S'pore says June manufacturing
    output down 9.3%

  Agence France Presse
July 25, 2009
SINGAPORE


SINGAPORE'S manufacturing output fell at a sharper than expected pace in June, pulled down mainly by a deep contraction in the key electronics industry, official data released Friday, July 24, showed.

The Economic Development Board (EDB) said industrial production sank 9.3 percent year on year, worse than the average 6.4 percent tipped by a Dow Jones Newswires poll of seven economists.

On a seasonally adjusted month-on-month basis, output was down 9.2 percent, the EDB said in its monthly report.

Electronics output was down an annual 20.4 percent, chemicals dropped 8.9 percent, precision engineering sank 18.1 percent and transport engineering contracted 12.4 percent, the EDB said.

The slump was also partially blamed on slower growth in the biomedical sector where production was just 11.6 percent higher compared with 120.8 percent in May.

The biomedical sector, which hosts several of the world's top drug makers, is highly volatile because pharmaceutical firms routinely close plants down briefly to prepare for the production of a different drug.

In the half-year to June, overall manufacturing output was down 20 percent, the EDB said.

Singapore's manufacturing sector, the backbone of its trade-led economy, has been hit by the global slump as consumers around the world cut back on spending.

Excerpts from a dataset:
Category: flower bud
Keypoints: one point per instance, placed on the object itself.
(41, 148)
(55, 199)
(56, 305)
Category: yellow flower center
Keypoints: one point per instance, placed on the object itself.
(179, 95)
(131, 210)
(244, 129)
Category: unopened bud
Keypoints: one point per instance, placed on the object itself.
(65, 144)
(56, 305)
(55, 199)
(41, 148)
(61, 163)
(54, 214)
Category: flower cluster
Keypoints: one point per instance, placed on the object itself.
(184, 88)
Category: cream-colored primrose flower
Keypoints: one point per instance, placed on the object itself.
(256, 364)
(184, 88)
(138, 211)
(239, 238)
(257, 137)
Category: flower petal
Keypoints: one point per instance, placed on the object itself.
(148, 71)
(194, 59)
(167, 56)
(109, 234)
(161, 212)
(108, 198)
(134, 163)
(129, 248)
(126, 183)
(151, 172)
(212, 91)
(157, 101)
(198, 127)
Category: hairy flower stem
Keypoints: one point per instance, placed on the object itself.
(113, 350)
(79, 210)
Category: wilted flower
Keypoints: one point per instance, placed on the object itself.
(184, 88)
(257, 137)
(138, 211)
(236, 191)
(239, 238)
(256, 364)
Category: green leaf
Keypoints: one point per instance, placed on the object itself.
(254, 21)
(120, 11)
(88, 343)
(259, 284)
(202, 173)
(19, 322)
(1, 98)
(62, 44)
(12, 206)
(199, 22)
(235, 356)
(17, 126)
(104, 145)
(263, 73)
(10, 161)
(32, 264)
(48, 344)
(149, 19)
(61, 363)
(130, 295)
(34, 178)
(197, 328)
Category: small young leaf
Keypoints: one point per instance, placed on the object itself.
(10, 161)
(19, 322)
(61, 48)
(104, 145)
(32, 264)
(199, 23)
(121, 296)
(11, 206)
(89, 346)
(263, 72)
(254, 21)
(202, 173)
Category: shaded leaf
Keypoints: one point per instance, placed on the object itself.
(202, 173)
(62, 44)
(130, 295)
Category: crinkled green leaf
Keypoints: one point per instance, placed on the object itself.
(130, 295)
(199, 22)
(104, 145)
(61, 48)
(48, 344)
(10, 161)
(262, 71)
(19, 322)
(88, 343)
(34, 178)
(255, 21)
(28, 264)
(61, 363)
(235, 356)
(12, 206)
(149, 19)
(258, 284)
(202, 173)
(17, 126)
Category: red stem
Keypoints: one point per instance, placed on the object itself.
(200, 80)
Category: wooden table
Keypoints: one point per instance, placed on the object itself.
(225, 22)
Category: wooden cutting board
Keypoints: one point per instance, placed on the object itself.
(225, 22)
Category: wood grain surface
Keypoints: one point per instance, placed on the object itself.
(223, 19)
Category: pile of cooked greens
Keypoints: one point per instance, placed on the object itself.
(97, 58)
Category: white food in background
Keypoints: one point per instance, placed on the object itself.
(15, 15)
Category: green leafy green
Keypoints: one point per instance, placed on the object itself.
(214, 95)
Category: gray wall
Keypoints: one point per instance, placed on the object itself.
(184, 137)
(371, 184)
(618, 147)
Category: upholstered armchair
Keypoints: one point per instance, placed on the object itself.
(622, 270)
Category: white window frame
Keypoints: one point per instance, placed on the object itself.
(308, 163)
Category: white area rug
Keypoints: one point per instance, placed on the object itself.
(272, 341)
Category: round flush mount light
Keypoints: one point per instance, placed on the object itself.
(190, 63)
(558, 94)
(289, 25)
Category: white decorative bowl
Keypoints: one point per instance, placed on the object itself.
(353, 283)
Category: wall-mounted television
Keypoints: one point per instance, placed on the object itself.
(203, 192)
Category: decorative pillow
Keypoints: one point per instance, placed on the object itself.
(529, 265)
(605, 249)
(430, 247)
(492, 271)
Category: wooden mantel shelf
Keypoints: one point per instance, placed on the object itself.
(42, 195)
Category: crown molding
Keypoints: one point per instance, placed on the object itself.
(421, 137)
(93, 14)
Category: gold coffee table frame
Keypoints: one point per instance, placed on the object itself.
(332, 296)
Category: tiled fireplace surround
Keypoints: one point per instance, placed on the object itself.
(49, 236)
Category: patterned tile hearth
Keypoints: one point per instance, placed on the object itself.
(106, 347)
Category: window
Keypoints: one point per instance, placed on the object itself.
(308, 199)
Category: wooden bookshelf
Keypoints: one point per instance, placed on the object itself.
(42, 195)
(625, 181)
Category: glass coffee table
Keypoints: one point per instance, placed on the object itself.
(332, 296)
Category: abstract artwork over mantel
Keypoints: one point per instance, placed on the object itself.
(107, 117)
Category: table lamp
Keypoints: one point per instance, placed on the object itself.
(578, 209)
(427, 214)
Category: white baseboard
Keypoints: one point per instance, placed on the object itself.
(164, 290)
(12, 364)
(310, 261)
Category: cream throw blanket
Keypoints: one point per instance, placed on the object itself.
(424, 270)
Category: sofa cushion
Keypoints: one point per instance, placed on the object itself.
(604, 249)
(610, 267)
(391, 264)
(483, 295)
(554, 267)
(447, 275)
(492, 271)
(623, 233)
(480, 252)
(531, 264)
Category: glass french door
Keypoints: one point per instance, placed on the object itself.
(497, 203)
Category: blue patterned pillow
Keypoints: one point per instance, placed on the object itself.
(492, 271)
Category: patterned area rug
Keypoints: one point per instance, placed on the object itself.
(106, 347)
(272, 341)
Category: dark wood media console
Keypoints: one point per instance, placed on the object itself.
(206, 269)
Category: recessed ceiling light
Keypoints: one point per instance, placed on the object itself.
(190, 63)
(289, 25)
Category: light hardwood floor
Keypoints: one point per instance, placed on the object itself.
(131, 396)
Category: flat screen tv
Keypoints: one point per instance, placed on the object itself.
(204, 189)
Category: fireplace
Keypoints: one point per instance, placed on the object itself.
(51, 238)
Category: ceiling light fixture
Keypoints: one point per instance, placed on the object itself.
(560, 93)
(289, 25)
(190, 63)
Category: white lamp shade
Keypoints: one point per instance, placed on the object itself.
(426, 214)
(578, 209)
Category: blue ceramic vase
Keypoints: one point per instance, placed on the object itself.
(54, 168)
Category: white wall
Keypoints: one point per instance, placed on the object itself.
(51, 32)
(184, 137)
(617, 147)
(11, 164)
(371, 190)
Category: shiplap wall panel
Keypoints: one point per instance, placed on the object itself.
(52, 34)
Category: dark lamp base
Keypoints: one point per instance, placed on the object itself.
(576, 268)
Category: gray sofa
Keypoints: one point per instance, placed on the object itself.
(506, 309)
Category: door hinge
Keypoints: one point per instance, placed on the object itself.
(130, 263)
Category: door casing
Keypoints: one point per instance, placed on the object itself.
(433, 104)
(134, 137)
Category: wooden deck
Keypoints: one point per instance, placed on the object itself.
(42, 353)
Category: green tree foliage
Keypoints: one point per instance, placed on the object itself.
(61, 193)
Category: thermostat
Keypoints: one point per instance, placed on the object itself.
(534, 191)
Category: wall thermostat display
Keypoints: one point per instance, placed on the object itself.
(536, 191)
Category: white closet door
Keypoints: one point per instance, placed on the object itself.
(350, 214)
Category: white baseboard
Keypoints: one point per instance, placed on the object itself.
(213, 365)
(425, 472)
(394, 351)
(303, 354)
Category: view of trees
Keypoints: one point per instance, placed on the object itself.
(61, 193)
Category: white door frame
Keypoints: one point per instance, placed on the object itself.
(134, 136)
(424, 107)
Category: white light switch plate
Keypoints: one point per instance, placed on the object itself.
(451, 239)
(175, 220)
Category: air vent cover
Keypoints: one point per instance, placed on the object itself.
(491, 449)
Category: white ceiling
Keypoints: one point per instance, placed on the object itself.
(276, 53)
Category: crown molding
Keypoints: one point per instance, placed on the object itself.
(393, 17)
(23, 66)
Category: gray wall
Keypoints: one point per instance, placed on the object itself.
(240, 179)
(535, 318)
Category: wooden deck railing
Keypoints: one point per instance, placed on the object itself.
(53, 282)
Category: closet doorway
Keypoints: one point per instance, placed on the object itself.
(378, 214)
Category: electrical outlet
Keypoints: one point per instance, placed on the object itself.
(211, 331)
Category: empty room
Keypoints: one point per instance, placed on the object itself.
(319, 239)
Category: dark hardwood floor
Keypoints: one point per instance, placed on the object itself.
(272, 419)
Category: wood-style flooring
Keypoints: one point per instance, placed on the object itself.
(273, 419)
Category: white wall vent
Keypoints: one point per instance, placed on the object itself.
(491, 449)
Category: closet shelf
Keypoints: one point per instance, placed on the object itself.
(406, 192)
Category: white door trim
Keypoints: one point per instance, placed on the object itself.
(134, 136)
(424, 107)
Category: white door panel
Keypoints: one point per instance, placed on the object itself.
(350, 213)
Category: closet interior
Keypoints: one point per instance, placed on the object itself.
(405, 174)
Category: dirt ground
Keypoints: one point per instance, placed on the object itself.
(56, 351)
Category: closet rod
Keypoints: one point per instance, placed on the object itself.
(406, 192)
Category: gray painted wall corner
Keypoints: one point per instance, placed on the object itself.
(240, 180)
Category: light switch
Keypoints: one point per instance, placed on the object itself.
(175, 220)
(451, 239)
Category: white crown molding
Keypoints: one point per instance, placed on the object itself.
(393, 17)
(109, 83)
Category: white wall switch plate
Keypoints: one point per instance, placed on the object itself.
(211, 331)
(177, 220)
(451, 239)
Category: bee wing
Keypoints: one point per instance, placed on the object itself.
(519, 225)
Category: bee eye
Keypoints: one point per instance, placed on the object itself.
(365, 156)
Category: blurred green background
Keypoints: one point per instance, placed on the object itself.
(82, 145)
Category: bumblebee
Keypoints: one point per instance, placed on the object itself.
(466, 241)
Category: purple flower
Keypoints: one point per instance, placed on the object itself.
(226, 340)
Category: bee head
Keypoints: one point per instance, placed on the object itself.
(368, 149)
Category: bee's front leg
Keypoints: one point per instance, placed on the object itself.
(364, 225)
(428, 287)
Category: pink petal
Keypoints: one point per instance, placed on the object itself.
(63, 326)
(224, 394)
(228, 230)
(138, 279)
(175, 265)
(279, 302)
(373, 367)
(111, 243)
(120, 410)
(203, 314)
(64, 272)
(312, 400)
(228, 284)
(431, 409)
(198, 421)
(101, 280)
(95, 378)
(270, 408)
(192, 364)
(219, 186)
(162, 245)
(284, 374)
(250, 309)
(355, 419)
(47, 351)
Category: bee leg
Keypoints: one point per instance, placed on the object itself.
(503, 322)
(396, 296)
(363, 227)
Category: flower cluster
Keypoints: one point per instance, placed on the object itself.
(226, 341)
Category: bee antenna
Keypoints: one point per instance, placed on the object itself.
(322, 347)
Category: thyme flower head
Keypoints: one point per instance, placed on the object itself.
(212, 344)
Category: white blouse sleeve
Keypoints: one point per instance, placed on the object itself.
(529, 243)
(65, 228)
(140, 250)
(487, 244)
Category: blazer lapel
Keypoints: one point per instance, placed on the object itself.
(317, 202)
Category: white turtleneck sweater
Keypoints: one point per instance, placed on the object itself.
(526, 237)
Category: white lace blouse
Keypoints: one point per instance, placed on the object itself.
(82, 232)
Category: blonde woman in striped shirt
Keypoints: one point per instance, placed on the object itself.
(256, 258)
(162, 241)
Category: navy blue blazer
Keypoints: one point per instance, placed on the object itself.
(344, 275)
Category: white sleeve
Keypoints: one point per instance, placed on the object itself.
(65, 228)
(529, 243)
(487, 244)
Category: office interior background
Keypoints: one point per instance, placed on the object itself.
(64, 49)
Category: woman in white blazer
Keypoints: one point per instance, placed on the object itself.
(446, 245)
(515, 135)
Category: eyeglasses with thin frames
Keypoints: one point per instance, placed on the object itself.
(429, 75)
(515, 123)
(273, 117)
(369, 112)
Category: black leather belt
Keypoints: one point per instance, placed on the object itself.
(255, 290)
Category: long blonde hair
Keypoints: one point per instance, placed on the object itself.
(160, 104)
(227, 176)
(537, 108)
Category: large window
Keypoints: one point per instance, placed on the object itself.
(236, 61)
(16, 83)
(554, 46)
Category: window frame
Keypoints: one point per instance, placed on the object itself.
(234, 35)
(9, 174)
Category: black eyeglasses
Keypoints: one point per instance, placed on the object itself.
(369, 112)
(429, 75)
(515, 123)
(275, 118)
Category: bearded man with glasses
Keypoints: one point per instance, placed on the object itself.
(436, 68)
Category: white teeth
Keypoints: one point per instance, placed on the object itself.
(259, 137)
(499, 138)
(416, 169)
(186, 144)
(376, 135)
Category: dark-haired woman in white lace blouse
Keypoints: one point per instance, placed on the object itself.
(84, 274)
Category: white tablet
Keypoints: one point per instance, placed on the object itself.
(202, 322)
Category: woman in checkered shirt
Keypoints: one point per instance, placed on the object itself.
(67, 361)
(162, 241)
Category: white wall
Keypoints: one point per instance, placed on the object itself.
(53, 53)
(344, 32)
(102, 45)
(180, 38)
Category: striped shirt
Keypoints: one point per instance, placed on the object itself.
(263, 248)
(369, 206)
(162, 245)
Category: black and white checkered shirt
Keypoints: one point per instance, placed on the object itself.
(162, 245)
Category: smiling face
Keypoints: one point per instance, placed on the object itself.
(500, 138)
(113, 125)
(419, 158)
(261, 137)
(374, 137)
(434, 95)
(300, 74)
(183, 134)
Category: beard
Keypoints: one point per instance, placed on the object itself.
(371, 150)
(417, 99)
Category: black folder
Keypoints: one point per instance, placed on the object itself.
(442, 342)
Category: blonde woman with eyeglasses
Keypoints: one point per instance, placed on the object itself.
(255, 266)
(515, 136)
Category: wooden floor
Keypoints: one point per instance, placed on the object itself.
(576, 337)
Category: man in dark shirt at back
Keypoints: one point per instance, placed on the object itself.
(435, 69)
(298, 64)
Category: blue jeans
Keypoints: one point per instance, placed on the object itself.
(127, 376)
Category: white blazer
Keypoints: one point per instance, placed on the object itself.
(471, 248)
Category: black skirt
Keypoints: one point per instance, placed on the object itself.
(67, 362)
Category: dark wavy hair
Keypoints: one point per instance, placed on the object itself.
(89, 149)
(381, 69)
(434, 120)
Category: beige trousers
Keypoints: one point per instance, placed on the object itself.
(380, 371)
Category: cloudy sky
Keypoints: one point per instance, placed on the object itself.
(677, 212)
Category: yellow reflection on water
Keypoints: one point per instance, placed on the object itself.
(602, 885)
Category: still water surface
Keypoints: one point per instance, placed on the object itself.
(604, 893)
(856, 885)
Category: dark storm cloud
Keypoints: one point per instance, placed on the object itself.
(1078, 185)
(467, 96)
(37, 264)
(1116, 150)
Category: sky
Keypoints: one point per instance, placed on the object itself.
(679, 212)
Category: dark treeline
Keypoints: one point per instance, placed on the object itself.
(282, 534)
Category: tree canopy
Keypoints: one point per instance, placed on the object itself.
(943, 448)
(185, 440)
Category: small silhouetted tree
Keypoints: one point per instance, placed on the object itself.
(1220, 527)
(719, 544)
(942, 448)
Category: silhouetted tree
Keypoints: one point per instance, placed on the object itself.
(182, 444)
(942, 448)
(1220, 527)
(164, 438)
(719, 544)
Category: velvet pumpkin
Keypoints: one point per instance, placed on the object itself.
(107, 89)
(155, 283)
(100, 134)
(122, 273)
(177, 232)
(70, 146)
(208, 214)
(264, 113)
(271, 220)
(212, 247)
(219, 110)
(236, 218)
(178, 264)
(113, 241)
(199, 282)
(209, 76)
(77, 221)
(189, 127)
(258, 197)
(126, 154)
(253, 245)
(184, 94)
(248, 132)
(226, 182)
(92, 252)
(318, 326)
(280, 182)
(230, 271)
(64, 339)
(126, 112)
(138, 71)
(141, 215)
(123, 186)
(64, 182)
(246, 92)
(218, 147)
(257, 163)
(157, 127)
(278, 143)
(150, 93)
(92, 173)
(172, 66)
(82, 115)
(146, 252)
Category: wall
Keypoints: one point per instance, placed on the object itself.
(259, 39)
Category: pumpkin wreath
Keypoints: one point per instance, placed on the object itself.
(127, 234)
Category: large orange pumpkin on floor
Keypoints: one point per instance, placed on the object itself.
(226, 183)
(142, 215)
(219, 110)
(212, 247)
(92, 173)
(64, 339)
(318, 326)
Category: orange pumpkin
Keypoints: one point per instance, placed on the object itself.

YOUR OBJECTIVE:
Write the next part of the news report on Singapore's June manufacturing output, starting right after its last sentence. These lines were taken from a separate source.

RESPONSE AREA:
Most of what is manufactured is either shipped as components to be assembled elsewhere or exported as final consumer goods to the city-state's main markets including the United States.

Last week, the government narrowed its 2009 growth outlook to a contraction of 4-6 percent from a previous forecast of minus 6-9 percent after the economy grew for the first time in a year in the second quarter.

Preliminary second quarter data suggest Singapore is emerging from a recession that began in the second-half of last year but economists said a rebound in electronics demand was key to any rebound in manufacturing.

"While pharmaceuticals may yet enjoy some more months of growth... a more sustained recovery for manufacturing here will require a more broad-based return of global consumer demand, especially for electronics," said Alvin Liew, an economist with Standard Chartered Bank.

Electronic shipments made up almost 40 percent of Singapore's non-oil domestic exports in 2008, a reflection of its importance to the country's trade-oriented economy.